WORK INSTRUCTION 1
According to the article on Tulsa County crime victim services, how many letters did the DA's office send to crime victims last year?
WORK INSTRUCTION 2
Continue the article on Tulsa County crime victim services from its final sentence.

Steve Kunzweiler, chief of the Tulsa County District Attorney's office criminal division, recalled how things have changed since he first became a prosecutor in 1989.
"It was kind of the advent of a recognition of providing victim witness centers in prosecutors' offices, providing victim advocates," Kunzweiler said.
Those programs continue in Tulsa County. To begin with, the office sends out notification letters to many crime victims --whether an arrest has been made or not -- notifying them that victims services are available.
For example, under state law, victims and families can apply for compensation in the case of crimes resulting in "bodily injury, threat of bodily injury or death to a victim."
Last year, the DA's office sent 2,818 letters to Tulsa County crime victims.
If an arrest is made, an advocate in the DA's office reaches out to help victims keep track of court dates.
"We have to help shepherd them through that process, and there's so many different ways that people can handle the stress of being a victim or actually having a loved one who is a victim. We're constantly trying to figure out what the best way to capture all these people's needs, capture all their needs and somehow direct them in a way that will help them," Kunzweiler said.
Of course, not every case involves a quick arrest. Catherine Doak recalled the long years following the 2004 murder of her daughter, Victoria Knight, during a robbery of a check-cashing store.
"It was a cold case, and I went for several years without any contact from anybody," Doak said. "There were no advocates."
She stepped into that void, offering support to other families experiencing a similar loss. In 2009, she joined the Tulsa Police Department's chaplaincy program to help even more victims.
"Sometimes families don't need me. Sometimes they need me desperately," Doak said. She helps coordinate a yearly event honoring the memory of homicide victims; the DA's office has a similar event.
Recently, the DA's office and the Mental Health Association in Tulsa established a support group for families who have lost a loved one through violence. "I've heard some wonderful stories about that," Doak said.

ENTRIES SUPPLIED
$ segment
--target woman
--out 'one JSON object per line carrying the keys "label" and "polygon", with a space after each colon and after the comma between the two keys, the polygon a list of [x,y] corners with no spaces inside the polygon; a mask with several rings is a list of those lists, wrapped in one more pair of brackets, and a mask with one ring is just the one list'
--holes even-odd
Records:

EXERCISE RESPONSE 1
2,818 letters.

EXERCISE RESPONSE 2
She expressed some doubt about the need for more research into victim services, but the Vision 21 effort is also about taking a fresh look at the entire criminal justice system.
"For those victimized by family members rather than strangers, as well as victims from Indian Country and crime-ridden city neighborhoods, justice is not always about a retributive system," the report states. "These victims brought to the conversation a passion for promoting broader policies of prevention and innovative public safety programs to hold offenders accountable and reduce recidivism while promoting healing for victims."
This tension can perhaps most often be seen in domestic violence cases. Kunzweiler described how it's not uncommon for a victim to try to sway a prosecutor to back off of charges.
"I agree it can't always be about retribution," Kunzweiler said. "But it's really hard to look at somebody who's got raccoon eyes from having their face beaten in, to sit there and say you mean we're not going to put this guy in jail for a period of time?"
Kunzweiler said he explains how the courts can mandate counseling of various kinds to help the offender -- and thus the family.
"That's not retribution, that's solution," he said.
Ultimately, "we always have to look at public safety," he said. "That's, I think, at the forefront of any prosecutor's assessment."
Doak praised domestic violence programs for victims in Tulsa, as well as the DA's victim advocates.
Statewide, she's taken part in a "needs assessment" report on improving victim services, which led to creation of the Oklahoma Victim Assistance Academy. The week-long training program for law enforcement agencies and others helps them learn how to best help victims.
Police eventually found DNA evidence leading to a conviction in her daughter's case, and Doak said she would like to meet the man who killed her daughter. "It's my faith," she said.
After reading about Vision 21, "I'm looking at all this information on the government level, but I'm thinking one-on-one," she said, noting the limited funding for victim services in Tulsa. "I don't think more research is necessary. I think that more advocates are necessary."